# DIRECTIVE 1
In the rows below, return verbatim the lines between the line holding "Objective — for every instance of the dormer" and the line holding "[[138, 139]]", inclusive, and leave out the pictures.
-- start of QUOTED TEXT --
Greedy Algorithm - 2 - Minimum Spanning Tree
Minimum Spanning Tree (MST)
Given an undirected connected graph $G$:
- The edges are labelled by weight
Spanning tree of $G$:
A tree containing all vertices in $G$.
Minimum spanning tree of $G$:
- A spanning tree of $G$ with minimum weight.
Example
Undirected connected graph $G$:
graph LR
a ---|2| b
b ---|3| c
a ---|3| c
b ---|2| d
c ---|1| d
Spanning trees of $G$:
graph LR
a ---|2| b
b ---|3| c
b ---|2| d
graph LR
a ---|2| b
b ---|2| d
c ---|1| d
graph LR
b ---|3| c
a ---|3| c
c ---|1| d
There are $m\choose{n-1}$ (choose) possible spanning trees, where $m$ is the number of edges in the original graph and $n$ is the number of nodes.
Minimum spanning tree of $G$:
graph LR
a ---|2| b
b ---|2| d
c ---|1| d
This tree has the smallest total weight.
Kruskal’s Algorithm
The idea is to select edges from smallest to largest weight until the MST is made.
Example
graph LR
a ---|4| b
b ---|11| h
a ---|8| h
h ---|7| i
b ---|8| c
i ---|2| c
h ---|1| g
c ---|7| d
d ---|14| f
c ---|4| f
g ---|2| f
d ---|9| e
f ---|10| e
- Arrange edges from smallest to largest weight.
- Select edges from smallest to largest, provided that they don’t make a cycle.
| ✓ | (g, h) | 1 |
|---|---|---|
| ✓ | (c, i) | 2 |
| ✓ | (f, g) | 2 |
| ✓ | (a, b) | 4 |
| ✓ | (c, f) | 4 |
| ✓ | (c, d) | 7 |
| Makes cycle | (h, i) | 7 |
| ✓ | (a, h) | 8 |
| Makes cycle | (b, c) | 8 |
| ✓ | (d, e) | 9 |
| Makes cycle | (e, f) | 10 |
| Makes cycle | (b, h) | 11 |
| Makes cycle | (d, f) | 14 |
This gives the following tree:
graph LR
a ---|4| b
a ---|8| h
i ---|2| c
h ---|1| g
c ---|7| d
c ---|4| f
g ---|2| f
d ---|9| e
Order of edges selected:
(g, h), (c, i), (f, g), (a, b), (c, f), (c, d), (a, h), (d, e)
This algorithm is greedy as it chooses the smallest wight edge to be included in the MST.
-- end of QUOTED TEXT --
-- start of DATA ROWS --
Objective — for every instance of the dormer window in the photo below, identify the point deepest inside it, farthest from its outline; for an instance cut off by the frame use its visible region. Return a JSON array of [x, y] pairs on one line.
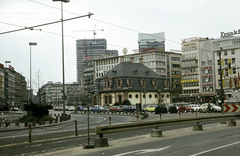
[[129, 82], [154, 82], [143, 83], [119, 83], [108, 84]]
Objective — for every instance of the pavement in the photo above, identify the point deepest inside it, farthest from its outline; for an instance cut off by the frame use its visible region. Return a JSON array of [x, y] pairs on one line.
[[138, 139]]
-- end of DATA ROWS --
-- start of DATA ROWS --
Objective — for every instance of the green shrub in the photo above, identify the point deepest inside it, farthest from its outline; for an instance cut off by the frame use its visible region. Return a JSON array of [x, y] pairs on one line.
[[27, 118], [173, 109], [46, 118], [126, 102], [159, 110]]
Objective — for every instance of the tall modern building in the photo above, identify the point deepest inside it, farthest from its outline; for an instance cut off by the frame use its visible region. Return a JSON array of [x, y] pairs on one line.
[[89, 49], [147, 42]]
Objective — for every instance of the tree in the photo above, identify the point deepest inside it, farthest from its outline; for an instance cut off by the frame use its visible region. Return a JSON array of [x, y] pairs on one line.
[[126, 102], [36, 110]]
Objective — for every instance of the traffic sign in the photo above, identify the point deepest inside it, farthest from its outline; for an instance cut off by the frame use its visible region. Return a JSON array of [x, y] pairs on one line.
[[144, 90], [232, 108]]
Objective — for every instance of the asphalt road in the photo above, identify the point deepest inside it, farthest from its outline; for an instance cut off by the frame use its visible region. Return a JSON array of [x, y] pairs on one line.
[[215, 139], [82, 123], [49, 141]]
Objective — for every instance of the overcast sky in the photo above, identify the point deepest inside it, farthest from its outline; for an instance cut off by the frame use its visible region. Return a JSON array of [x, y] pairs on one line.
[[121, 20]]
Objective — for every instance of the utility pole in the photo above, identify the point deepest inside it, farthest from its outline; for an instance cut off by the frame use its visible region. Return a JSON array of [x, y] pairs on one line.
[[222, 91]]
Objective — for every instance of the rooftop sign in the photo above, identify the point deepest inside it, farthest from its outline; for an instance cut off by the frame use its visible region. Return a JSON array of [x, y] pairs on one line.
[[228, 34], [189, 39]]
-- end of DATA ROWS --
# DIRECTIVE 2
Give again the passage of the minimum spanning tree text between "Given an undirected" and "with minimum weight.", inclusive, switching each "weight" to "cost".

# EXPECTED ANSWER 1
Objective — for every instance of the dormer window in the photo below, identify the point deepest inside it, farthest from its outline; for an instance cut off by the frame use its visible region. Return a JSON array of [x, y] pairs on one line.
[[129, 82], [154, 82], [143, 83], [119, 83], [108, 84]]
Objective — for every instance of the pavement in the photo above, identify the point deepest inside it, farthest from its outline; for an instance cut off by the frame use its visible region. Return a JSON array of [x, y] pairs on one line.
[[138, 139]]

# EXPECTED ANSWER 2
Given an undirected connected graph $G$:
- The edges are labelled by cost
Spanning tree of $G$:
A tree containing all vertices in $G$.
Minimum spanning tree of $G$:
- A spanning tree of $G$ with minimum cost.